§ **Exercise material**
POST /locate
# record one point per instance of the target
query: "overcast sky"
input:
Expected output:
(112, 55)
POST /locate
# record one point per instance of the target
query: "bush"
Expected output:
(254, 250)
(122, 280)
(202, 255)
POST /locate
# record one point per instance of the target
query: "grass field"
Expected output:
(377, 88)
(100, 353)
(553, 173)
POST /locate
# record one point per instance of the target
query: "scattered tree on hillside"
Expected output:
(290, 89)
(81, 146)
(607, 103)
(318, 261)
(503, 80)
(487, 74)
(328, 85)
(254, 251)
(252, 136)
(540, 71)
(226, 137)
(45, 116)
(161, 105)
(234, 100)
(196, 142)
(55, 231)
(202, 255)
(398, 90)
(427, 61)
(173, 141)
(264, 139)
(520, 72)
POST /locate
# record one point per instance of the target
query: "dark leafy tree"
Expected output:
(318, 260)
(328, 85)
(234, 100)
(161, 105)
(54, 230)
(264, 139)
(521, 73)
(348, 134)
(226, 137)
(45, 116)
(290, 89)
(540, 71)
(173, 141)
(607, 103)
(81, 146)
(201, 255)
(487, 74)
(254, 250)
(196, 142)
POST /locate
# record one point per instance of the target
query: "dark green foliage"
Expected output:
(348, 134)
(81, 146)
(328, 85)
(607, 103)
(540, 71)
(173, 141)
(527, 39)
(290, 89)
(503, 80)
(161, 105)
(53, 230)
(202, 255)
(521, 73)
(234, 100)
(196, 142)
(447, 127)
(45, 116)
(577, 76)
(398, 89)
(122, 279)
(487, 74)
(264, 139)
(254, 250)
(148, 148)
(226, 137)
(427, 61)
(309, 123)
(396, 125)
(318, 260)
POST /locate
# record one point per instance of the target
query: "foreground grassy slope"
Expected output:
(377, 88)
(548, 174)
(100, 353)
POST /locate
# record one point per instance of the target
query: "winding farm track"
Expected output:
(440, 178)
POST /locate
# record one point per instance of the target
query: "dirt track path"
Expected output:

§ **Task to carry out**
In the listing, count the lines that contain the word "dark", then give the number and nothing more.

§ **Answer to the exercise**
2